Show each line of the listing below that contains the string "shadow", copied in full. Case counts when matching.

>> Start Given entries

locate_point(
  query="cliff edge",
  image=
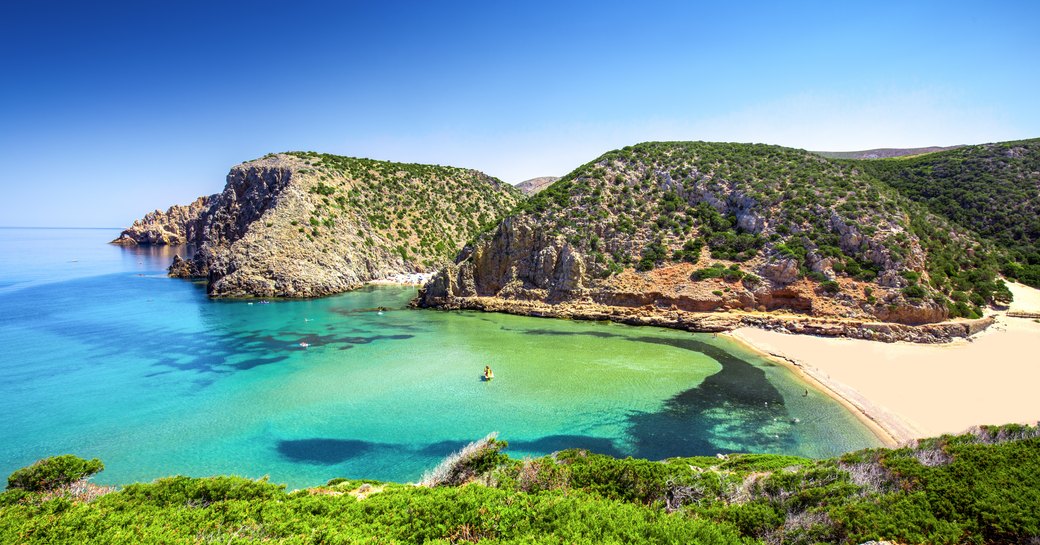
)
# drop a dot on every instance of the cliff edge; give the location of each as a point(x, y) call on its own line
point(302, 224)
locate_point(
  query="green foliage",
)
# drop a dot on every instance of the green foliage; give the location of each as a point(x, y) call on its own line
point(983, 487)
point(990, 189)
point(420, 212)
point(52, 473)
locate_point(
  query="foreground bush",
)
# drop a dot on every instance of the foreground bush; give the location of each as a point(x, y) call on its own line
point(982, 487)
point(52, 473)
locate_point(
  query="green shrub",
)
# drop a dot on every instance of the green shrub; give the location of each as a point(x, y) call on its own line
point(51, 473)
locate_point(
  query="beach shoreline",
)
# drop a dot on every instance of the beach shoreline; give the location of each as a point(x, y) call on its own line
point(905, 391)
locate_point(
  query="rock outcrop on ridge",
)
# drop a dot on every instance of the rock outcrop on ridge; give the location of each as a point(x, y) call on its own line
point(177, 226)
point(302, 225)
point(699, 227)
point(535, 185)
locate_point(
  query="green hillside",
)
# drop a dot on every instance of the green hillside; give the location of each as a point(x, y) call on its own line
point(754, 207)
point(422, 212)
point(983, 487)
point(992, 189)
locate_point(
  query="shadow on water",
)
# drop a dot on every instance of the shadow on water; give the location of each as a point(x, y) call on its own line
point(734, 410)
point(325, 450)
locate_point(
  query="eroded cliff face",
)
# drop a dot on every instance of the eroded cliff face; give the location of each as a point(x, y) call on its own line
point(299, 226)
point(178, 225)
point(522, 264)
point(693, 227)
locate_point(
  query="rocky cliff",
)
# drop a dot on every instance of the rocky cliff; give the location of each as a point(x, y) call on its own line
point(535, 185)
point(301, 225)
point(696, 227)
point(177, 226)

>> End Given entries

• **Task result**:
  query="shadow on water",
# drop a dot on every instance of the shadow on water; give the location of each as a point(x, y) call on its own line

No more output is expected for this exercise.